Could you extract every entry below and reproduce it exactly?

## begin Material for this task

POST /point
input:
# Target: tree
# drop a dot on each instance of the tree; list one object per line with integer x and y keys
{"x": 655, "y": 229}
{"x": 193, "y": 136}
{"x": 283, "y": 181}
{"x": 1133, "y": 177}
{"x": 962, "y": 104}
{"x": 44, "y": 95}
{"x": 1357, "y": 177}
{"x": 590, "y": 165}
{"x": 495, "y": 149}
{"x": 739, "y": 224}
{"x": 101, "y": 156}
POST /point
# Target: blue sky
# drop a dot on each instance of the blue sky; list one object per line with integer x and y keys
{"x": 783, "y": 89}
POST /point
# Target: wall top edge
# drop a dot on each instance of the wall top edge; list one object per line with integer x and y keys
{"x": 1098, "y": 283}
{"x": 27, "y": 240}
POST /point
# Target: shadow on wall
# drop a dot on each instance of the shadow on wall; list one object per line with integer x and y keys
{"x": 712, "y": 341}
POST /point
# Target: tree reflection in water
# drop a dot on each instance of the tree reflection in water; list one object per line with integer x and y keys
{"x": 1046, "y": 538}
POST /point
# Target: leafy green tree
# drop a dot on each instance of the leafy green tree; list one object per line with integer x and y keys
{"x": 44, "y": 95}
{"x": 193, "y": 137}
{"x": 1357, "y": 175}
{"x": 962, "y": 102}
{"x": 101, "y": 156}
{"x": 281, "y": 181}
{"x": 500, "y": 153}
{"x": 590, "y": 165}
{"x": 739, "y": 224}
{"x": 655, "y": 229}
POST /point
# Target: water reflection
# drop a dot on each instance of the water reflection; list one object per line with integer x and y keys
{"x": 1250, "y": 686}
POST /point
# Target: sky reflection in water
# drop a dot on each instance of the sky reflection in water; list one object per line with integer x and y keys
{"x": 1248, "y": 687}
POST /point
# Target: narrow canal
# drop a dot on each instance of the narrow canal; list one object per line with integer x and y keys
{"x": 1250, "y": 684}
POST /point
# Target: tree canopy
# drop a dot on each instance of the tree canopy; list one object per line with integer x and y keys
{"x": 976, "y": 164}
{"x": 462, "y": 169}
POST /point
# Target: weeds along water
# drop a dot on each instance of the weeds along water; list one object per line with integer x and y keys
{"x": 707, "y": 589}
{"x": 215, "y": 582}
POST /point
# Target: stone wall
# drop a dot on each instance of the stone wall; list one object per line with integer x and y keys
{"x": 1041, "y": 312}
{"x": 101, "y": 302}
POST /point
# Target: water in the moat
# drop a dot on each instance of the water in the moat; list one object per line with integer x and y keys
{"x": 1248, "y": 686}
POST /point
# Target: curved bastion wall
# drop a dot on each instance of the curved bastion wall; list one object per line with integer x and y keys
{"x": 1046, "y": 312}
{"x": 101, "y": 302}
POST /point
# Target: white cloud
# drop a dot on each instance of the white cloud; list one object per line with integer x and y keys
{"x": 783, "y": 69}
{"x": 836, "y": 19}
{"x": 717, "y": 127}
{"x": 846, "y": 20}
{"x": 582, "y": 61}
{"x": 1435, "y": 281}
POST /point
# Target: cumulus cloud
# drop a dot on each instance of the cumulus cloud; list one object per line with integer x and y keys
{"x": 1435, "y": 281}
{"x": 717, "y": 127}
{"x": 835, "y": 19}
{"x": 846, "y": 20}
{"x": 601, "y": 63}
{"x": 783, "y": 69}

## end Material for this task

Correct output:
POST /point
input:
# Target: tree
# drop a dot on each instance of the tree; list one object per line with integer x and y keys
{"x": 655, "y": 229}
{"x": 193, "y": 136}
{"x": 283, "y": 181}
{"x": 1133, "y": 177}
{"x": 962, "y": 104}
{"x": 44, "y": 95}
{"x": 1357, "y": 177}
{"x": 590, "y": 165}
{"x": 495, "y": 149}
{"x": 739, "y": 224}
{"x": 101, "y": 156}
POST /point
# Target: blue sky
# drop a dot on each instance of the blue sky; list one object per line with integer x and y keys
{"x": 783, "y": 89}
POST /point
# Target: wall top edge
# drop a dot on each instance of the wall top edge; list one object per line with integer x and y keys
{"x": 1098, "y": 283}
{"x": 27, "y": 240}
POST /point
# Target: shadow on wall
# drop a dot on each instance of the shadow on wall; list one object per line with integer x and y keys
{"x": 712, "y": 341}
POST /point
# Target: tree reflection in water
# drop a dot on each instance of the tree reflection in water; list one object per line with integer x and y keys
{"x": 1046, "y": 538}
POST /point
# Target: leafy green tree
# drop a dot on each instance of the leafy green tree; list one object per line with integer x and y keys
{"x": 44, "y": 95}
{"x": 193, "y": 137}
{"x": 1357, "y": 175}
{"x": 962, "y": 102}
{"x": 101, "y": 156}
{"x": 281, "y": 181}
{"x": 500, "y": 153}
{"x": 590, "y": 165}
{"x": 739, "y": 224}
{"x": 655, "y": 229}
POST /point
# Target: water reflection
# drop a dot on each instance of the water reflection; list one object per line with integer x and y keys
{"x": 1250, "y": 686}
POST /point
# Target: sky reflection in water
# drop a dot on each instance of the sky reflection in water; list one object per line with integer x and y keys
{"x": 1248, "y": 687}
POST /point
# Target: narrow canal
# drop a dot on each instance of the narrow canal; list one object per line with integer x and y keys
{"x": 1250, "y": 684}
POST /point
# Target: tree canopy
# drop a dot on each instance of the tree canopy; list one object per line with integer x and y keys
{"x": 976, "y": 164}
{"x": 462, "y": 169}
POST /point
# Target: weeds along water
# drop a dot on each instance of the weeds along water; list one object per line with integer x and y keys
{"x": 707, "y": 589}
{"x": 215, "y": 582}
POST /point
# Target: stone wall
# drop a dot on each instance of the stone wall; list one object per line with integer x and y keys
{"x": 1041, "y": 312}
{"x": 101, "y": 302}
POST /point
# Target: water in the moat
# drop a dot on each instance of the water in the moat; list one object per line with integer x and y keys
{"x": 1248, "y": 686}
POST /point
# Target: curved bastion wall
# drop a dot on each instance of the curved bastion wall; list one object per line with integer x and y keys
{"x": 1046, "y": 312}
{"x": 101, "y": 302}
POST /point
# Target: white cloud
# drop a dot on each instance of the white cloud; list one object per line with integer x and y keys
{"x": 783, "y": 69}
{"x": 836, "y": 19}
{"x": 717, "y": 127}
{"x": 846, "y": 20}
{"x": 582, "y": 61}
{"x": 1435, "y": 281}
POST /point
# Target: cumulus cloud
# drop a dot on each instance of the cumulus cloud; list one object per line with integer x and y keys
{"x": 1435, "y": 281}
{"x": 717, "y": 127}
{"x": 835, "y": 19}
{"x": 846, "y": 20}
{"x": 601, "y": 63}
{"x": 783, "y": 69}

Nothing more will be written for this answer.